--- Task to complete ---
Gather every line of the listing below that contains the string "castle", and copy each one.

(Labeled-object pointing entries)
.....
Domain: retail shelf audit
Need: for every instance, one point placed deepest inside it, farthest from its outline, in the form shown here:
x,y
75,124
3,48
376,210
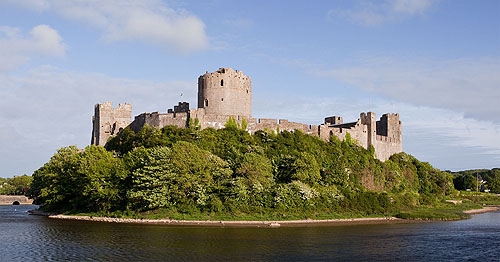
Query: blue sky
x,y
437,63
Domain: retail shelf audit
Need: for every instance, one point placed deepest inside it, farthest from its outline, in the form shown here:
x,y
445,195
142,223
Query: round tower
x,y
226,92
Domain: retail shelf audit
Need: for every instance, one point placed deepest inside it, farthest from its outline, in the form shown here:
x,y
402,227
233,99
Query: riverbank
x,y
10,199
482,210
252,223
215,223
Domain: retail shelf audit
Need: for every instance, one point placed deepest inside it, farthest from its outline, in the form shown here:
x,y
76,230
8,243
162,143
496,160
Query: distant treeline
x,y
486,180
230,171
17,185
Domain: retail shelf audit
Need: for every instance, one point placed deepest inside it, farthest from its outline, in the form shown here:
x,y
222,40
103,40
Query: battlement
x,y
181,107
227,93
333,120
226,72
108,121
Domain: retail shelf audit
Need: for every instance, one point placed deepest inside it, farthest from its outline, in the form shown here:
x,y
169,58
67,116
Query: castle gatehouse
x,y
227,93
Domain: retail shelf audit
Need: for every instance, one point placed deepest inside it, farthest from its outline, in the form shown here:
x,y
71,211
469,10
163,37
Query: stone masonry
x,y
227,93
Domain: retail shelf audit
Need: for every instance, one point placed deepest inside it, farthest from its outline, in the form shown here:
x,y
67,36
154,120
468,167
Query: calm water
x,y
32,238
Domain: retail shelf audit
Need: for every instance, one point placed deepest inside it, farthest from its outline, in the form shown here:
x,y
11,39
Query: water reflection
x,y
25,237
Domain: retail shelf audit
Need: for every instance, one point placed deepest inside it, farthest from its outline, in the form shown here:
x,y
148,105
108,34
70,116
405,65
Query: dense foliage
x,y
230,171
17,185
467,179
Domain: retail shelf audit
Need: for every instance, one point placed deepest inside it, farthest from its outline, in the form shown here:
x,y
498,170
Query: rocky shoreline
x,y
242,223
482,210
218,223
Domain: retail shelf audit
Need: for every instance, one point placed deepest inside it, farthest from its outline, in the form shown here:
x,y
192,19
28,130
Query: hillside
x,y
228,172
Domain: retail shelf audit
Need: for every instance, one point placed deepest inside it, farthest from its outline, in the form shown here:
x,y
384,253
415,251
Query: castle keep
x,y
228,93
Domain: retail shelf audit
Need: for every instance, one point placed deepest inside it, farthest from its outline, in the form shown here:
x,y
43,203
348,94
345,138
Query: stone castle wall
x,y
108,121
227,93
219,93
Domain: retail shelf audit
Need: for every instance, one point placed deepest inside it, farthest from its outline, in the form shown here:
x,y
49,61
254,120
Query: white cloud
x,y
47,108
372,13
17,48
149,21
445,138
469,86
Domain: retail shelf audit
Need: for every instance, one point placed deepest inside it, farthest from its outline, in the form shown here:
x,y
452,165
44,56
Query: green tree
x,y
256,169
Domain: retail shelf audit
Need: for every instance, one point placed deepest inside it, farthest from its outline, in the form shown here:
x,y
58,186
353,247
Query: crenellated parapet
x,y
108,121
227,94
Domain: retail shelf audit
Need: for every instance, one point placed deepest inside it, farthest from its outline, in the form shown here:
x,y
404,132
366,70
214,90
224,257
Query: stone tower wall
x,y
226,92
369,119
108,121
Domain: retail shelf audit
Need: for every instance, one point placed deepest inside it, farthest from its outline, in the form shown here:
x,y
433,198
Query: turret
x,y
108,121
225,92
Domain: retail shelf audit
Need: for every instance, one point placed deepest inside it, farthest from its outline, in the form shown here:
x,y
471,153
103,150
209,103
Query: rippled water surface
x,y
32,238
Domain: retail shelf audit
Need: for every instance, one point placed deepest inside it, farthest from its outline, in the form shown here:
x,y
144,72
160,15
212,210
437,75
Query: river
x,y
33,238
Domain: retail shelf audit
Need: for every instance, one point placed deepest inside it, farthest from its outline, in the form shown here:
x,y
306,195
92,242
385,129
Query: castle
x,y
228,93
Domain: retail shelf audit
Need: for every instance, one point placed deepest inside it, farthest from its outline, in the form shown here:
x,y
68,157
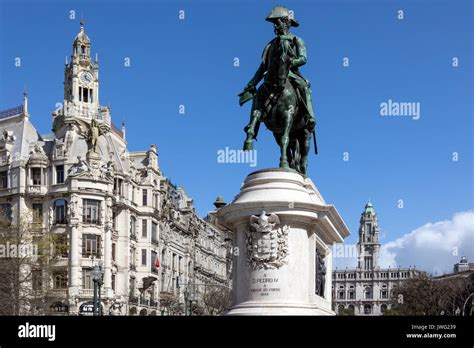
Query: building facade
x,y
367,289
103,204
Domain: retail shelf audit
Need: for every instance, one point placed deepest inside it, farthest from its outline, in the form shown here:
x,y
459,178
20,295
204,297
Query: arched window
x,y
352,309
133,226
60,208
368,292
367,309
163,256
5,213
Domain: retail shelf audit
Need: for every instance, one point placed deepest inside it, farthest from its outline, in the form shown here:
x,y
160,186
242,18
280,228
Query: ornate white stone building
x,y
368,289
105,204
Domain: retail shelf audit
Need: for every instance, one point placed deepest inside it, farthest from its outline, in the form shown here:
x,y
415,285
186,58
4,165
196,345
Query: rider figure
x,y
282,21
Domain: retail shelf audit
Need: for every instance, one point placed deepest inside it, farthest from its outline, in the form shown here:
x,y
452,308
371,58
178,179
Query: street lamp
x,y
465,303
188,301
98,279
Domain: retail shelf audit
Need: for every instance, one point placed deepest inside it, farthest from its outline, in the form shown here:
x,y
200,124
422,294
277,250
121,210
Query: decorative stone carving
x,y
267,246
116,308
320,274
72,206
80,167
7,137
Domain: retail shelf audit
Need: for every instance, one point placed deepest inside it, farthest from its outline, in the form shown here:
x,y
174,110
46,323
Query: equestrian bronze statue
x,y
283,100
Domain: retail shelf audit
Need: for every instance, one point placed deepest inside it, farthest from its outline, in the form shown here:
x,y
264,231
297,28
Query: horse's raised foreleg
x,y
285,138
306,142
250,129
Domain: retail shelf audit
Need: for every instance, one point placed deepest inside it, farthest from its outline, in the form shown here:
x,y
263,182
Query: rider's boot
x,y
250,130
309,105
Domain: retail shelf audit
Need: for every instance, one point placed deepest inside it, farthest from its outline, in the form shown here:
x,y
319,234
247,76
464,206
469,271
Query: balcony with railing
x,y
90,292
36,190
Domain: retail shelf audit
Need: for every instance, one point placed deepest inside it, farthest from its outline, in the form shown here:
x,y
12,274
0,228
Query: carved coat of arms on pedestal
x,y
267,244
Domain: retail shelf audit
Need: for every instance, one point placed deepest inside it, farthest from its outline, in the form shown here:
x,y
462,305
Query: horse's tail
x,y
296,159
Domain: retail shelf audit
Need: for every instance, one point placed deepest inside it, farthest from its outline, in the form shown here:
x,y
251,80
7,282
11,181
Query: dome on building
x,y
369,208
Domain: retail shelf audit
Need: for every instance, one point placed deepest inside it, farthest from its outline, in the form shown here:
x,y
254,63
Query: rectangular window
x,y
85,95
114,220
59,174
90,211
4,179
60,211
143,257
113,251
60,245
60,280
87,282
132,256
90,245
144,228
118,184
132,286
37,213
154,233
36,279
152,262
36,175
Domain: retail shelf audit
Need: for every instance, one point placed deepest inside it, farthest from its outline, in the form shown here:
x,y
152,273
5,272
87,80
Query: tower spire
x,y
25,103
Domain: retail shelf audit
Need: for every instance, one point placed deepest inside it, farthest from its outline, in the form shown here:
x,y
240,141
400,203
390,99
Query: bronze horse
x,y
277,103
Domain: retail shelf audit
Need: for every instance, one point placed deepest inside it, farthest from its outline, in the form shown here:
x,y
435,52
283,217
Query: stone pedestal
x,y
281,227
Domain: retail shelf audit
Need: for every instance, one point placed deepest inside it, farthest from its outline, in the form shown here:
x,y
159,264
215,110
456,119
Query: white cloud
x,y
434,247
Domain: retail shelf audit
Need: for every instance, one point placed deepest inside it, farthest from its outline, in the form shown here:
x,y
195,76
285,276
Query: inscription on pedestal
x,y
265,285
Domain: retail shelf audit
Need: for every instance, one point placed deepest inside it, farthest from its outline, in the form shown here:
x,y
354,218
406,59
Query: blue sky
x,y
190,62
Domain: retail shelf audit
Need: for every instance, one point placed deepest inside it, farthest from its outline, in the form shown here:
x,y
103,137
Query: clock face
x,y
86,78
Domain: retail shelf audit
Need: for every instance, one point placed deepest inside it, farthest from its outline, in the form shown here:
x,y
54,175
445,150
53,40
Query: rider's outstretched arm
x,y
300,58
258,76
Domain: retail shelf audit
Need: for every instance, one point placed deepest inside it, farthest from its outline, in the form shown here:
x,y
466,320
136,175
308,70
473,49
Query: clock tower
x,y
368,245
81,80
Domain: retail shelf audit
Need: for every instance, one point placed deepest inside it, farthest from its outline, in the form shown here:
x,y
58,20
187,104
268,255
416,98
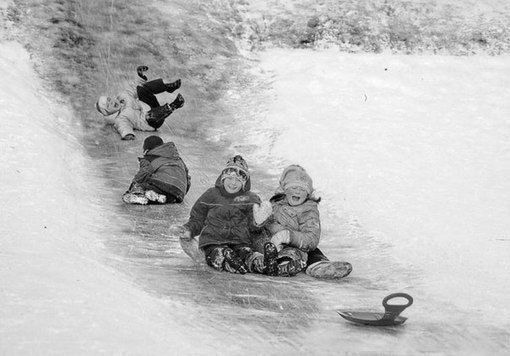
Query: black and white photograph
x,y
250,177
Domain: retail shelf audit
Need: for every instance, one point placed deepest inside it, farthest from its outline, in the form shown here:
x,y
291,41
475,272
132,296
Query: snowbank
x,y
56,294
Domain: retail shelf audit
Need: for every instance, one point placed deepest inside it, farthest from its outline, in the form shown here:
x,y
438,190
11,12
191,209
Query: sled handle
x,y
391,311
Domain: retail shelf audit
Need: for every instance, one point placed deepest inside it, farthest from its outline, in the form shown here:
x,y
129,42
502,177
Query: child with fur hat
x,y
222,218
140,109
291,218
163,176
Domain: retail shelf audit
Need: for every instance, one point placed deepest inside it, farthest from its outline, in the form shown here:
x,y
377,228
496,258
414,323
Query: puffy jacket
x,y
302,221
223,218
131,115
164,168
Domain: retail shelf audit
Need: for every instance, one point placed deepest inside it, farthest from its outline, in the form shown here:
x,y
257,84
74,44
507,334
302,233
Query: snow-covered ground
x,y
410,155
414,149
57,295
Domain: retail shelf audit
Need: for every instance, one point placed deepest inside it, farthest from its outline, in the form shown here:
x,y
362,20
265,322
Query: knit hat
x,y
152,142
296,176
101,105
236,167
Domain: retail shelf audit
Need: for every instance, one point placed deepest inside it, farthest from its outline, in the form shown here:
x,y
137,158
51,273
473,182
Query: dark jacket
x,y
162,167
222,218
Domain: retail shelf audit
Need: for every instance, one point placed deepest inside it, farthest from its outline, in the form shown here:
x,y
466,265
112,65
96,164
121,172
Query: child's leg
x,y
253,260
147,90
291,261
135,195
223,258
156,116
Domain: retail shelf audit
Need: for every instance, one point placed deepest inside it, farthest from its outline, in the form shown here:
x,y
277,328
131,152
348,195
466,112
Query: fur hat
x,y
101,105
236,166
296,176
152,142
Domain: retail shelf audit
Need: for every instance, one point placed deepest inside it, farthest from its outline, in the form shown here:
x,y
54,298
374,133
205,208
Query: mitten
x,y
262,212
140,70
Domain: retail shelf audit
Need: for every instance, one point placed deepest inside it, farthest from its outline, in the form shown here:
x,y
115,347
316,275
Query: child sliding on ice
x,y
139,110
223,219
163,176
292,221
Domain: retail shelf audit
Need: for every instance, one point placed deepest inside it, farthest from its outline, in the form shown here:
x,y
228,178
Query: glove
x,y
180,231
140,70
281,238
262,212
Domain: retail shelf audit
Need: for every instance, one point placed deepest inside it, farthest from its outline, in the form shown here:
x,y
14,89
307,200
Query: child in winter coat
x,y
163,176
139,110
223,219
292,220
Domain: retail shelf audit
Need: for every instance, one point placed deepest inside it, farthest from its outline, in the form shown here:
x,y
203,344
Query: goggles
x,y
235,172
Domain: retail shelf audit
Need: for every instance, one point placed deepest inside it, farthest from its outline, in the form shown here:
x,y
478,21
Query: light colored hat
x,y
101,105
236,168
296,176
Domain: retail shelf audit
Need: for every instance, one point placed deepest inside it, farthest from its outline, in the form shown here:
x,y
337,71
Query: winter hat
x,y
101,105
152,142
296,176
236,167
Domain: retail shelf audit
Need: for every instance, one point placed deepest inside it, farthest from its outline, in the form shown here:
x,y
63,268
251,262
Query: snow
x,y
415,149
410,155
57,294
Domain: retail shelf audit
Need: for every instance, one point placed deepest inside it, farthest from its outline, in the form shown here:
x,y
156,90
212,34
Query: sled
x,y
390,317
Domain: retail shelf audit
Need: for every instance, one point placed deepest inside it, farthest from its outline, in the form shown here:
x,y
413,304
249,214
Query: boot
x,y
329,269
290,268
155,197
131,198
270,259
177,103
234,261
171,87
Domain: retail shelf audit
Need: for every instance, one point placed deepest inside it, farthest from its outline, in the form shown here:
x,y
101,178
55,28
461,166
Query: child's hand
x,y
262,212
181,231
281,238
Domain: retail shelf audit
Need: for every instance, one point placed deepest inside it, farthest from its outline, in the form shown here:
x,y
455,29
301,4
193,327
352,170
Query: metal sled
x,y
390,317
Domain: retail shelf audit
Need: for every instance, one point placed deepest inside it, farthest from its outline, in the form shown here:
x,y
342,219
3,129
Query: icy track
x,y
411,157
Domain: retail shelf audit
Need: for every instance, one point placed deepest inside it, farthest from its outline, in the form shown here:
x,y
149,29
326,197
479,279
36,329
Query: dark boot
x,y
171,87
234,261
270,259
177,103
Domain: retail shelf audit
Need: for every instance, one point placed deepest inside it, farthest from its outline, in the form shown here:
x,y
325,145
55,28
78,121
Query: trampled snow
x,y
415,150
57,295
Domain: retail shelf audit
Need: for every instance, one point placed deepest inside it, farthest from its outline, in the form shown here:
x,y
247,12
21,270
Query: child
x,y
163,176
292,220
223,218
140,110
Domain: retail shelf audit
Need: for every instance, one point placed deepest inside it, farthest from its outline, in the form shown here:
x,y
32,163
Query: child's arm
x,y
198,213
308,235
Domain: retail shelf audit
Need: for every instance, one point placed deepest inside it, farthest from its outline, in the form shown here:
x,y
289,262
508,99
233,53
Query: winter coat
x,y
302,221
163,167
223,218
131,115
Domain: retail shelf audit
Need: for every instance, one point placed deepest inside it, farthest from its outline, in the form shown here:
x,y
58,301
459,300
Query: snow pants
x,y
146,93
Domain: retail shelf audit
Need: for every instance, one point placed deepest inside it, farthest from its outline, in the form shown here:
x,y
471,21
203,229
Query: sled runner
x,y
390,317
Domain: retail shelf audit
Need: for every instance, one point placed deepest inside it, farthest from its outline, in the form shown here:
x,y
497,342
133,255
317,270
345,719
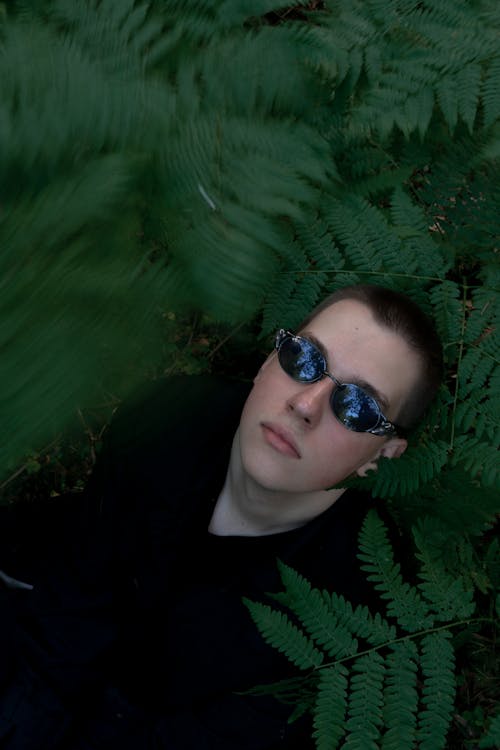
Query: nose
x,y
309,401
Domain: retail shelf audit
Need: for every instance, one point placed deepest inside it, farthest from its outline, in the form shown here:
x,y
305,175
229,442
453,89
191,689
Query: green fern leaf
x,y
372,628
409,473
404,602
478,458
330,709
364,713
491,93
446,593
468,87
400,697
448,311
279,632
437,664
492,736
319,621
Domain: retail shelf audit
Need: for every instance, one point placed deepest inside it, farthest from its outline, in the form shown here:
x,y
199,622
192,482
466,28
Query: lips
x,y
280,439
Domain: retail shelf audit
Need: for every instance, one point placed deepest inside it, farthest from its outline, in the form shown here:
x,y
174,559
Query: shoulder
x,y
182,410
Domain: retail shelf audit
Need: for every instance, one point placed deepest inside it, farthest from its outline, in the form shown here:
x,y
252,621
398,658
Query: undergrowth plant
x,y
242,160
371,680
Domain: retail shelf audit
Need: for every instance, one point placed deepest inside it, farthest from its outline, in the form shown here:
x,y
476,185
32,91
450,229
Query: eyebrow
x,y
368,387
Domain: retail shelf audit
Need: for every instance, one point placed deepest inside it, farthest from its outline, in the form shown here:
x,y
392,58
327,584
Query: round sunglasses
x,y
352,405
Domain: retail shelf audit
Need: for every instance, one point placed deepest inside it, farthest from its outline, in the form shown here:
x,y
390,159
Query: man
x,y
142,640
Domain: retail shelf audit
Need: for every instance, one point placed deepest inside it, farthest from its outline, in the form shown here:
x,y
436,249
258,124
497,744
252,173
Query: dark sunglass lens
x,y
355,408
301,360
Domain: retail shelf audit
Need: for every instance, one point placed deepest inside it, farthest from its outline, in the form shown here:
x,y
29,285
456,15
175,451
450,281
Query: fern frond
x,y
404,602
409,474
492,736
320,622
445,593
364,712
330,708
400,697
448,312
277,630
360,622
491,93
437,664
478,458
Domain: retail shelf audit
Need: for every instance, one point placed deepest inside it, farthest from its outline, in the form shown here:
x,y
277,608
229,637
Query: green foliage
x,y
241,160
379,681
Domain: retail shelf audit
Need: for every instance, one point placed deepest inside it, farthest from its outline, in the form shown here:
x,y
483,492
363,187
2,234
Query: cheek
x,y
339,453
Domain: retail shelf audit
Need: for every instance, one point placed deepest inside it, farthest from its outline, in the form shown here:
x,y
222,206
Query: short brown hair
x,y
400,314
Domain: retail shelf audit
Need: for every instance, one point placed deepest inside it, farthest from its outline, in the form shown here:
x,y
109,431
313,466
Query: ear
x,y
267,362
392,448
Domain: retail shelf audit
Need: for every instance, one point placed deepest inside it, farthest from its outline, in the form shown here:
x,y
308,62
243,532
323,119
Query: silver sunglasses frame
x,y
382,428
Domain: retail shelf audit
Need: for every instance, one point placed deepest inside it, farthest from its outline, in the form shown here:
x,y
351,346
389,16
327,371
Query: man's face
x,y
289,438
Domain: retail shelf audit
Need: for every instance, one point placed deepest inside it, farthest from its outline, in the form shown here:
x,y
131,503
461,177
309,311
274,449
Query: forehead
x,y
358,348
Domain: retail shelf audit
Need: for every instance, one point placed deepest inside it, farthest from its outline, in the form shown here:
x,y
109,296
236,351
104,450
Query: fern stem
x,y
459,362
309,271
409,637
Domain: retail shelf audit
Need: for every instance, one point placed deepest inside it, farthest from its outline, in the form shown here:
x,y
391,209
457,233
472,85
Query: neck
x,y
246,508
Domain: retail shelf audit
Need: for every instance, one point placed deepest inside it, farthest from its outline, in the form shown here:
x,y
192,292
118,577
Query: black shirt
x,y
136,635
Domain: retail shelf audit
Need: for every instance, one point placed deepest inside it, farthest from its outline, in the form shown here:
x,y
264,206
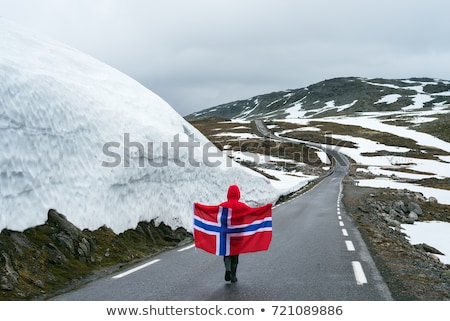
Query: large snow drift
x,y
65,120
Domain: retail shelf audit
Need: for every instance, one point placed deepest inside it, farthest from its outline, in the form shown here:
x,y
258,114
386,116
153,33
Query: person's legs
x,y
227,261
234,263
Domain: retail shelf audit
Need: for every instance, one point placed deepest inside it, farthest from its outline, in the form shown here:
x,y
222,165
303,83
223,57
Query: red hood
x,y
234,194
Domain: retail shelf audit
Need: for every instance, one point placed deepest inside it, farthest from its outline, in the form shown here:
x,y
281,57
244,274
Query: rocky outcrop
x,y
50,258
412,272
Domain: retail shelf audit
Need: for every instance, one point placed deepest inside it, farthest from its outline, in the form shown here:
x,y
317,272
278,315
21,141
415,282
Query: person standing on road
x,y
231,261
232,228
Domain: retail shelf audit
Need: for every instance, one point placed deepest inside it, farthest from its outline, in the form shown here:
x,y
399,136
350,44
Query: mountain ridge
x,y
337,96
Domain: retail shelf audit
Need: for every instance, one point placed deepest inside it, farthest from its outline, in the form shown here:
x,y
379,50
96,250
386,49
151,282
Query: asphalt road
x,y
316,254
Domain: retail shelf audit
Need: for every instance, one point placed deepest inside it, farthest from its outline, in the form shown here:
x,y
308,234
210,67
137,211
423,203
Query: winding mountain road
x,y
316,254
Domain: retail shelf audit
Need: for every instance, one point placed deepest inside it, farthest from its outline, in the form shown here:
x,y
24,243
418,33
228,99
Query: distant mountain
x,y
338,96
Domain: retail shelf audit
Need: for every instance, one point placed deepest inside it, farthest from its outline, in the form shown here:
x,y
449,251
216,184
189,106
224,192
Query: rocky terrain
x,y
412,272
57,256
336,97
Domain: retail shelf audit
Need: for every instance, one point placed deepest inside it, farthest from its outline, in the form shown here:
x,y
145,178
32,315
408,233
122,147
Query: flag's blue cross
x,y
223,229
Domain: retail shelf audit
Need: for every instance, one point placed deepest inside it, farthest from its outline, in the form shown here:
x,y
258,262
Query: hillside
x,y
397,138
337,97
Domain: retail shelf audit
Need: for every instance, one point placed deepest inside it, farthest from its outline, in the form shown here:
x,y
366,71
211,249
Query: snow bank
x,y
70,131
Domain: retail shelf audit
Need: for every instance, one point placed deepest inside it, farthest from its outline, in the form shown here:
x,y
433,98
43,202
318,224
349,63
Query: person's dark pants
x,y
231,263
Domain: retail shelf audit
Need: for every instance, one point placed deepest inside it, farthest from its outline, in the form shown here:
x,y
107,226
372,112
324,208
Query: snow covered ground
x,y
436,234
85,139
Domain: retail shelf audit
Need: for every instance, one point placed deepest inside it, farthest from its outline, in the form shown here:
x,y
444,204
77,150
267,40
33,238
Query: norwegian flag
x,y
222,231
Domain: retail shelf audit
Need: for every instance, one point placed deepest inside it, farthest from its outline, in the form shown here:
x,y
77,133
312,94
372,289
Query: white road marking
x,y
349,245
121,275
186,248
359,273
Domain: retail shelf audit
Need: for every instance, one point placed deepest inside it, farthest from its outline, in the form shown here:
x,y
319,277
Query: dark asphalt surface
x,y
313,255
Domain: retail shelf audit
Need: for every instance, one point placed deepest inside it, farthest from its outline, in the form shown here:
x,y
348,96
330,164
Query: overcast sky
x,y
200,53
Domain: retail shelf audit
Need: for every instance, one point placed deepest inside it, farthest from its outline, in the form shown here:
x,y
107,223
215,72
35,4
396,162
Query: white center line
x,y
359,273
186,248
121,275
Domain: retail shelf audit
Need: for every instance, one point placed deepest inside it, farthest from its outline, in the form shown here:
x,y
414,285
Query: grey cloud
x,y
200,53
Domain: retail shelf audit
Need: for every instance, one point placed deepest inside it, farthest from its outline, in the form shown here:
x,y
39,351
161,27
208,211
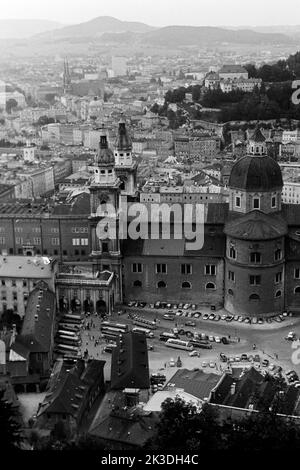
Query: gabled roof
x,y
256,225
129,365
.....
--- Completed task ---
Query: castle gatehouse
Query: castle keep
Query: stone castle wall
Query: castle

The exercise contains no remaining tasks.